__PROVIDED RECORDS__.
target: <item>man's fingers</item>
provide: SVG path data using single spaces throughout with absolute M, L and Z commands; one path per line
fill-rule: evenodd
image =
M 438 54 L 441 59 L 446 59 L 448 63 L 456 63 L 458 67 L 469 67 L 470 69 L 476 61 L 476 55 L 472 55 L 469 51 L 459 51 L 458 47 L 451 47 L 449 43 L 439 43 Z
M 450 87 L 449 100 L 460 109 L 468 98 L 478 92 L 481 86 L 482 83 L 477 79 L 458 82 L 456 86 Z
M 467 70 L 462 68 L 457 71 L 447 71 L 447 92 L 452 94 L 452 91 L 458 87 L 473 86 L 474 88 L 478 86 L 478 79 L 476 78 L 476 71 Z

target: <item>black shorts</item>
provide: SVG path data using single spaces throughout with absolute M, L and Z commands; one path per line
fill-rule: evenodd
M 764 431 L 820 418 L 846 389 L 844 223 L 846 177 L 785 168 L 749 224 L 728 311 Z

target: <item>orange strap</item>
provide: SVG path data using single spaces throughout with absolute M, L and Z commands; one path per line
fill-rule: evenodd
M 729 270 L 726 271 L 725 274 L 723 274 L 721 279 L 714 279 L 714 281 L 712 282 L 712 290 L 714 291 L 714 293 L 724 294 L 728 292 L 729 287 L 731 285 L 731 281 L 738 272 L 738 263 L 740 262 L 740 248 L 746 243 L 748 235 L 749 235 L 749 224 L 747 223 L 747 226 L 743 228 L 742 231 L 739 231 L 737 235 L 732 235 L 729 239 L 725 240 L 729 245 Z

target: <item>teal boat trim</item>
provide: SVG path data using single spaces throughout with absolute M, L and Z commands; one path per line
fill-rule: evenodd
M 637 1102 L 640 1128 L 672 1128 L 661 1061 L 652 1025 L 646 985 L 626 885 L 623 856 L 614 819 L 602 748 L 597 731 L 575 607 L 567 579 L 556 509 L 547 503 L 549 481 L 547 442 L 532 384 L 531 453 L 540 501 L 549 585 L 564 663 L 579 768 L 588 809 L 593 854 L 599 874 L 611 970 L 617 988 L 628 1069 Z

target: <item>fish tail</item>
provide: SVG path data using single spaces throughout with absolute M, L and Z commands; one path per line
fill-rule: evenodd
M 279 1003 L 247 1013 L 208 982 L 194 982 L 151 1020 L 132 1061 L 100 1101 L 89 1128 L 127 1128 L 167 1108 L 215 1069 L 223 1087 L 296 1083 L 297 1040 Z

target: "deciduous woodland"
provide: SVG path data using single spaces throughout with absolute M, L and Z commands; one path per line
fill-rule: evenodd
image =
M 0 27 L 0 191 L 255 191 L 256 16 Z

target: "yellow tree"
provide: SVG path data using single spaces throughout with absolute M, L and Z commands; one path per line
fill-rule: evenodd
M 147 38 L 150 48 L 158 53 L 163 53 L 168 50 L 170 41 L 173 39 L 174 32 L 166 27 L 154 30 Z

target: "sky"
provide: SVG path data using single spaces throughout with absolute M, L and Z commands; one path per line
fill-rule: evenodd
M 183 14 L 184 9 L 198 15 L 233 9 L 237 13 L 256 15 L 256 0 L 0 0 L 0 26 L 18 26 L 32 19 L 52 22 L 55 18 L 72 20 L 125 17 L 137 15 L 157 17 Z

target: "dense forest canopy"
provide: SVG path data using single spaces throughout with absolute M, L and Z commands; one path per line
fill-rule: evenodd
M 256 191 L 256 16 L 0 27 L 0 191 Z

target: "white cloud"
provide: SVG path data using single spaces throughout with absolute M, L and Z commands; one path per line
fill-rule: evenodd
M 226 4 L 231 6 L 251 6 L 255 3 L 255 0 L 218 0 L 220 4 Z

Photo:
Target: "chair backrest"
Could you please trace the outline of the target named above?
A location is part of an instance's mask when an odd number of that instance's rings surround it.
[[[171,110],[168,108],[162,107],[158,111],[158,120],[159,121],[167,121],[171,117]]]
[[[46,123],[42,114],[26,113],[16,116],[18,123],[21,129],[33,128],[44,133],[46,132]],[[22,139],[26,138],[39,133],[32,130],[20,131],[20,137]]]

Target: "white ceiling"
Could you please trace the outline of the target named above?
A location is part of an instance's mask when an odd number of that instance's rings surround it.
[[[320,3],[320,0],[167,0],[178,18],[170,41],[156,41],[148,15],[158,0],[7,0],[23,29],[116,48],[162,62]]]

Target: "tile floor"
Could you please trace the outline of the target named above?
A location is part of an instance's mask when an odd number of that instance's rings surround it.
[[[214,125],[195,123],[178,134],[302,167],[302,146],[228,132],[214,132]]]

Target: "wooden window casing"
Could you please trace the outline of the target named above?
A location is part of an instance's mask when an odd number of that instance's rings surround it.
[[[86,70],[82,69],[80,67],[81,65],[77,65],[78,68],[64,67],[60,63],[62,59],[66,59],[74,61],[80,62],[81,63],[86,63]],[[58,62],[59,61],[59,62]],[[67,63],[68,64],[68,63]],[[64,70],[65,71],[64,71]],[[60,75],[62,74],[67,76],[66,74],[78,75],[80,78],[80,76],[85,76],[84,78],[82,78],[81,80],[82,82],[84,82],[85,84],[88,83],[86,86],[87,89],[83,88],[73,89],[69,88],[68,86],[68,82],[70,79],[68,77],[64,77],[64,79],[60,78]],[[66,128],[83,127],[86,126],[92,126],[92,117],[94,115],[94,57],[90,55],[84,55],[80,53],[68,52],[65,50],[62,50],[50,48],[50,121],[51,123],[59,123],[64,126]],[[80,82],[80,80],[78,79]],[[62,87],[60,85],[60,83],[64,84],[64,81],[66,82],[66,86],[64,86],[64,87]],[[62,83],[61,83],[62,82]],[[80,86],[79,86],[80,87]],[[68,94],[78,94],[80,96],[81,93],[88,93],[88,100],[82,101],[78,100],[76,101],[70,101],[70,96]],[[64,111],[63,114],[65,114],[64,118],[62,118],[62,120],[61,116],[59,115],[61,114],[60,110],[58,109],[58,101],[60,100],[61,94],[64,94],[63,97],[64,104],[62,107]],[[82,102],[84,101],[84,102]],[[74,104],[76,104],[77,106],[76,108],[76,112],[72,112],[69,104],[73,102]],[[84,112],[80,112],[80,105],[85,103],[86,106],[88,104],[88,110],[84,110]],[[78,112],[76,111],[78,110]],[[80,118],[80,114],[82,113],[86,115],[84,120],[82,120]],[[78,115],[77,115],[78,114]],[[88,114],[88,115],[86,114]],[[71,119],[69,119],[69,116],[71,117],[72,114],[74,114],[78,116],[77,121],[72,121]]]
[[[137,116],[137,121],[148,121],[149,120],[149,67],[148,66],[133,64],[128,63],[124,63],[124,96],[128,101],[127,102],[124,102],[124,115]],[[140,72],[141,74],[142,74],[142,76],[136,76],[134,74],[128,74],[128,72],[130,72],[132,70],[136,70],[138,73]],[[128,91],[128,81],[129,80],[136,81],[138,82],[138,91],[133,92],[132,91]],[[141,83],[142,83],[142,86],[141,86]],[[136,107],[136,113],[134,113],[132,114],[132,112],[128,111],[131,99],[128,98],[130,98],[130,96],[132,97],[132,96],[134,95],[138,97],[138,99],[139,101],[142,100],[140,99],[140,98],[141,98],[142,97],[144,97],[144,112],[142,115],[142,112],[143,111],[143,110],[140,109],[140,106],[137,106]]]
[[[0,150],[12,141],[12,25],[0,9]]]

__TASK DESCRIPTION__. Lay out every line of the records above as a JSON list of strings, one string for each line, with the blank lines left out.

__THE COMPLETED TASK__.
[
  "target: <item>man's fingers</item>",
  "provide: SVG path data using single spaces throughout with absolute M, L and Z commands; one path per line",
  "fill-rule: evenodd",
  "image =",
  "M 438 54 L 441 59 L 446 59 L 448 63 L 456 63 L 458 67 L 469 67 L 470 69 L 476 61 L 476 55 L 472 55 L 469 51 L 459 51 L 458 47 L 451 47 L 449 43 L 439 43 Z",
  "M 450 87 L 449 100 L 460 109 L 468 98 L 478 92 L 481 86 L 482 83 L 477 79 L 458 82 L 456 86 Z",
  "M 467 70 L 462 68 L 457 71 L 447 71 L 447 92 L 452 94 L 452 91 L 458 87 L 473 86 L 474 88 L 478 86 L 478 79 L 476 78 L 476 71 Z",
  "target: <item>black shorts</item>",
  "provide: SVG path data using single spaces throughout with absolute M, L and Z commands; one path per line",
  "fill-rule: evenodd",
  "M 764 431 L 820 418 L 846 389 L 844 223 L 846 177 L 785 168 L 749 224 L 728 311 Z",
  "target: <item>orange strap</item>",
  "provide: SVG path data using single spaces throughout with absolute M, L and Z commands; one path per line",
  "fill-rule: evenodd",
  "M 729 270 L 726 271 L 725 274 L 723 274 L 721 279 L 714 279 L 714 281 L 712 282 L 712 290 L 714 291 L 714 293 L 724 294 L 728 292 L 729 287 L 731 285 L 731 281 L 738 272 L 738 263 L 740 262 L 740 248 L 746 243 L 748 235 L 749 235 L 749 224 L 747 223 L 747 226 L 743 228 L 742 231 L 739 231 L 737 235 L 732 235 L 729 239 L 725 240 L 729 245 Z",
  "target: <item>teal boat trim</item>",
  "provide: SVG path data using single spaces throughout with absolute M, L and Z commands; one path per line",
  "fill-rule: evenodd",
  "M 637 1102 L 640 1128 L 672 1128 L 661 1061 L 652 1025 L 646 985 L 626 885 L 623 856 L 614 819 L 602 748 L 597 731 L 575 607 L 567 579 L 556 509 L 547 503 L 549 481 L 547 442 L 532 384 L 531 453 L 540 501 L 549 585 L 564 663 L 579 768 L 588 809 L 593 854 L 599 874 L 611 970 L 617 988 L 628 1069 Z",
  "target: <item>fish tail</item>",
  "provide: SVG path data using single spaces throughout with absolute M, L and Z commands; one path per line",
  "fill-rule: evenodd",
  "M 279 1003 L 247 1013 L 208 982 L 194 982 L 151 1020 L 132 1061 L 100 1101 L 89 1128 L 127 1128 L 167 1108 L 215 1069 L 223 1087 L 296 1083 L 297 1040 Z",
  "target: \"deciduous woodland\"",
  "provide: SVG path data using single spaces throughout with absolute M, L and Z commands; one path per line",
  "fill-rule: evenodd",
  "image =",
  "M 0 27 L 0 191 L 255 191 L 256 16 Z",
  "target: \"yellow tree\"",
  "provide: SVG path data using single spaces throughout with absolute M, L and Z commands; one path per line",
  "fill-rule: evenodd",
  "M 147 38 L 150 48 L 158 53 L 163 53 L 168 50 L 170 41 L 173 39 L 174 32 L 166 27 L 154 30 Z",
  "target: \"sky\"",
  "provide: SVG path data using single spaces throughout with absolute M, L and Z commands; one path per line",
  "fill-rule: evenodd",
  "M 183 14 L 184 9 L 198 15 L 233 9 L 237 13 L 256 15 L 256 0 L 0 0 L 0 26 L 18 26 L 32 19 L 52 22 L 55 18 L 72 20 L 125 17 L 137 15 L 157 17 Z",
  "target: \"dense forest canopy\"",
  "provide: SVG path data using single spaces throughout with absolute M, L and Z commands; one path per line",
  "fill-rule: evenodd",
  "M 256 191 L 256 16 L 0 27 L 0 191 Z",
  "target: \"white cloud\"",
  "provide: SVG path data using single spaces throughout with absolute M, L and Z commands; one path per line",
  "fill-rule: evenodd",
  "M 226 4 L 231 6 L 251 6 L 255 3 L 255 0 L 218 0 L 220 4 Z",
  "Photo:",
  "Target: \"chair backrest\"",
  "Could you please trace the outline of the target named above?",
  "A location is part of an instance's mask when an odd number of that instance's rings surround it.",
  "[[[171,110],[168,108],[162,107],[158,111],[158,120],[159,121],[167,121],[171,117]]]",
  "[[[46,123],[42,114],[26,113],[16,116],[18,123],[21,129],[33,128],[44,133],[46,132]],[[22,139],[26,138],[39,133],[32,130],[20,131],[20,137]]]",
  "Target: \"white ceiling\"",
  "Could you please trace the outline of the target named above?",
  "A location is part of an instance's mask when an odd number of that instance's rings surround it.",
  "[[[320,3],[320,0],[167,0],[178,18],[170,41],[156,41],[148,15],[158,0],[7,0],[23,29],[116,48],[162,62]]]",
  "Target: \"tile floor\"",
  "Could you please trace the outline of the target named above?",
  "A location is part of an instance's mask when an odd number of that instance's rings surround it.",
  "[[[214,125],[195,123],[178,134],[302,167],[302,146],[228,132],[214,132]]]",
  "Target: \"wooden window casing\"",
  "Could you please trace the outline of the target named above?",
  "A location is part of an instance's mask when an odd number of that instance's rings surround it.",
  "[[[86,70],[82,69],[80,67],[81,65],[77,65],[78,68],[64,67],[60,63],[62,59],[66,59],[74,61],[80,62],[81,63],[86,63]],[[58,62],[59,61],[59,62]],[[67,63],[68,64],[68,63]],[[64,70],[65,71],[64,71]],[[60,75],[62,74],[67,76],[66,74],[78,75],[80,78],[80,76],[85,76],[84,78],[82,78],[81,80],[82,82],[84,82],[85,84],[88,83],[86,86],[87,89],[83,88],[73,89],[69,88],[68,86],[68,82],[70,79],[68,77],[64,77],[64,79],[60,78]],[[66,128],[83,127],[86,126],[92,126],[92,117],[94,115],[94,57],[90,55],[84,55],[80,53],[68,52],[65,50],[62,50],[50,48],[50,121],[51,123],[59,123],[64,126]],[[80,82],[80,80],[78,79]],[[62,87],[60,85],[60,83],[64,84],[64,81],[66,82],[66,86],[64,86],[64,87]],[[62,83],[61,83],[62,82]],[[80,86],[79,86],[80,87]],[[68,94],[78,94],[80,96],[81,93],[88,93],[88,100],[82,101],[78,100],[76,101],[70,101],[70,96]],[[64,111],[63,114],[65,114],[64,118],[62,118],[62,120],[61,116],[59,115],[61,114],[60,110],[58,109],[58,101],[60,100],[61,94],[64,94],[63,97],[64,104],[62,107]],[[82,102],[84,101],[84,102]],[[74,104],[76,104],[77,106],[76,108],[76,112],[72,112],[69,104],[73,102]],[[84,112],[80,112],[80,105],[85,103],[86,106],[88,104],[88,110],[84,110]],[[78,112],[76,111],[78,110]],[[80,118],[80,114],[82,113],[86,115],[84,120],[82,120]],[[78,115],[77,115],[78,114]],[[88,114],[88,115],[86,114]],[[71,119],[69,119],[69,116],[71,117],[72,114],[74,114],[78,116],[77,121],[72,121]]]",
  "[[[137,116],[137,121],[148,121],[149,120],[149,67],[148,66],[133,64],[128,63],[124,63],[124,96],[128,101],[127,102],[124,102],[124,115]],[[140,72],[141,74],[142,74],[142,76],[136,76],[134,74],[128,74],[128,72],[130,72],[132,70],[136,70],[138,73]],[[128,91],[128,81],[129,80],[136,81],[138,82],[138,91],[133,92],[132,91]],[[141,83],[142,83],[142,86],[141,86]],[[136,107],[136,113],[134,113],[132,114],[132,112],[128,111],[131,99],[128,98],[130,98],[130,96],[132,97],[132,96],[134,95],[138,97],[138,99],[139,101],[142,100],[140,99],[140,98],[141,98],[142,97],[144,97],[144,112],[142,115],[142,112],[143,111],[143,110],[140,109],[140,106],[137,106]]]",
  "[[[0,150],[12,141],[12,25],[0,9]]]"
]